--- Data shown Enclosed Below ---

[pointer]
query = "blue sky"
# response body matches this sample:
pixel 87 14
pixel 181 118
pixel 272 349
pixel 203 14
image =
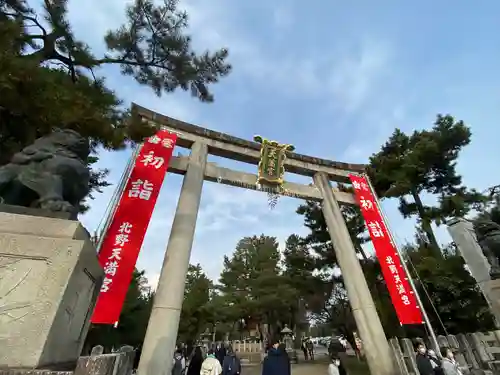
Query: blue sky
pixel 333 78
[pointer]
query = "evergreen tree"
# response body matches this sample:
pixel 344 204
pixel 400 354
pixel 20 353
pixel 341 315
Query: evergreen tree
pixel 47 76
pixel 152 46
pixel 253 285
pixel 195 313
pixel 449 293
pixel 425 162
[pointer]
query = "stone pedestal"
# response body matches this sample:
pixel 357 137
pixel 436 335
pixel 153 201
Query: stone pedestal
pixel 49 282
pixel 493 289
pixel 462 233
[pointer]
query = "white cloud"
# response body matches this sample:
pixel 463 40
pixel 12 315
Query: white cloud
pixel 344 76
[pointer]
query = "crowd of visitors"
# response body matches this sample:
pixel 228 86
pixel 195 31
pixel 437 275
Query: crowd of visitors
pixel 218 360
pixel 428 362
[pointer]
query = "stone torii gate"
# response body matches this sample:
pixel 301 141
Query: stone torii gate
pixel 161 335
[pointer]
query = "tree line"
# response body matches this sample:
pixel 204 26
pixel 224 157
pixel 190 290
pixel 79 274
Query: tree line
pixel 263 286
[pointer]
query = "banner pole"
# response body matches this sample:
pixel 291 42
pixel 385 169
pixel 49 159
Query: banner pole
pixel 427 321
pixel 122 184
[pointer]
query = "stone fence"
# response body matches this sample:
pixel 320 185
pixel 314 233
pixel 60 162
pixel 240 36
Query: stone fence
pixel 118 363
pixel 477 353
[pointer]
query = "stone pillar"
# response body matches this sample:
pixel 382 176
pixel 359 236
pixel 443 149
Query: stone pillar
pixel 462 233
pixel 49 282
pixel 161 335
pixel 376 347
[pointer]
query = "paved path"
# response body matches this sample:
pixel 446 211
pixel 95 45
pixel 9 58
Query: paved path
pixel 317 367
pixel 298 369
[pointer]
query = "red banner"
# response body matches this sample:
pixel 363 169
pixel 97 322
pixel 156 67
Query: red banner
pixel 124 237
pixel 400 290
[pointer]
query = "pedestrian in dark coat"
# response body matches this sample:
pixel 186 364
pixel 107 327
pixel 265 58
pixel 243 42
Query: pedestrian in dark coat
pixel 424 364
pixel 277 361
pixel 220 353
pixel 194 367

--- End of Enclosed Data shown ---
--- Data shown Enclosed Below ---

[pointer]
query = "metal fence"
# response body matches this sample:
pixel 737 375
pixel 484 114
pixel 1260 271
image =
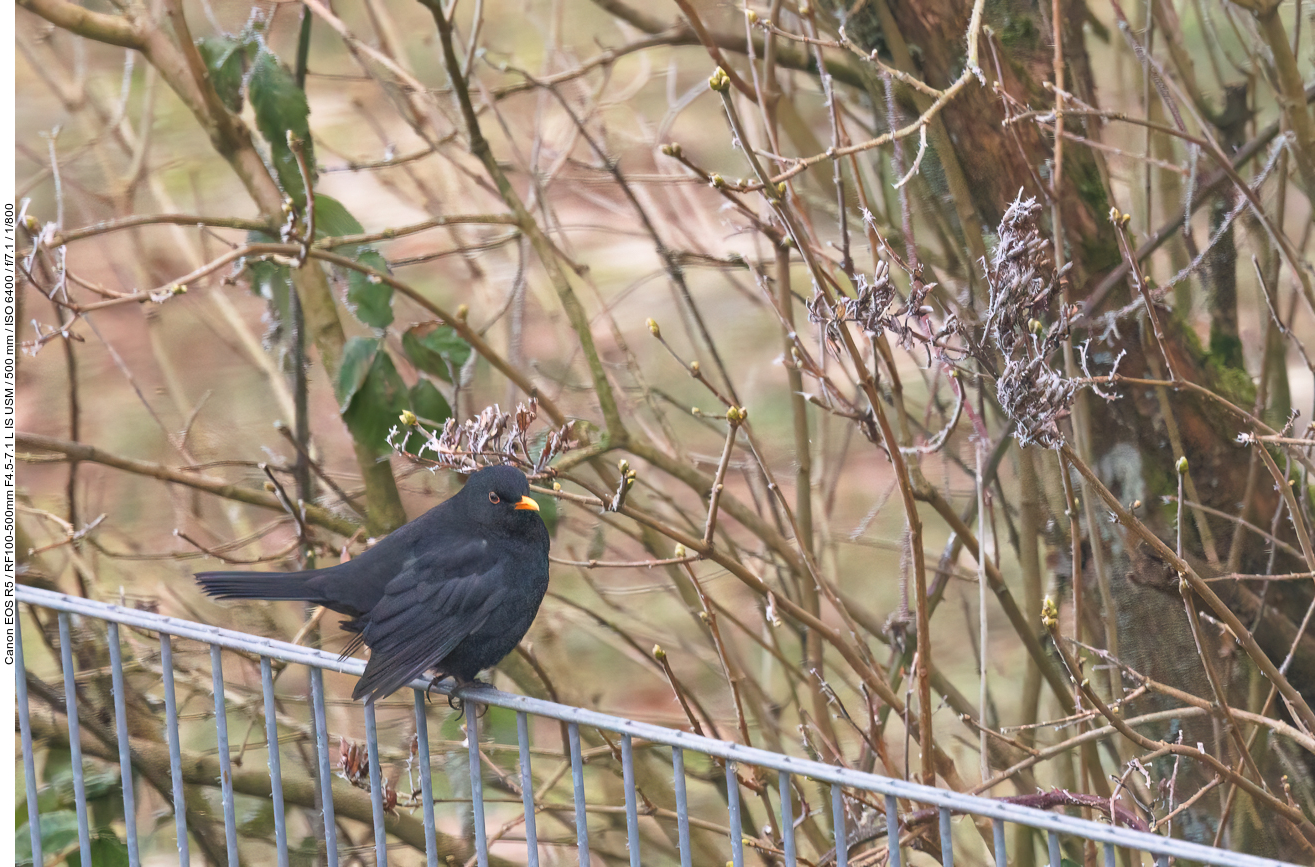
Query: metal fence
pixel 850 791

--- End of Enclosed Data shown ---
--- Data shown Enclosed Below ---

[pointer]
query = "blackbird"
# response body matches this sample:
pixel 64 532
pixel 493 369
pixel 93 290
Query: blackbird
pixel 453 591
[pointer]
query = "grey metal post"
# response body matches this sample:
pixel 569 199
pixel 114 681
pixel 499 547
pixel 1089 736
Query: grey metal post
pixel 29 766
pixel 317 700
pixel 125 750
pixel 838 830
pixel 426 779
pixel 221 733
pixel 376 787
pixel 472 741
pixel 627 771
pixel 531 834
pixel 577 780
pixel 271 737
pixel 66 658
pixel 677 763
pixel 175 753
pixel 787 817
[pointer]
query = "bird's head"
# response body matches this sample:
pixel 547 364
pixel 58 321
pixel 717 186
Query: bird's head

--- End of Enclosed Data shown ---

Of all the entries above, output exactly the lines between the one holding "Query: crowd of visitors" and the one holding "pixel 79 274", inclusive.

Query: crowd of visitors
pixel 218 360
pixel 428 362
[pointer]
query = "stone torii gate"
# response body matches this sample:
pixel 301 141
Query: stone torii gate
pixel 161 335
[pointer]
query = "tree line"
# response body matches this sample:
pixel 204 26
pixel 224 157
pixel 190 290
pixel 79 274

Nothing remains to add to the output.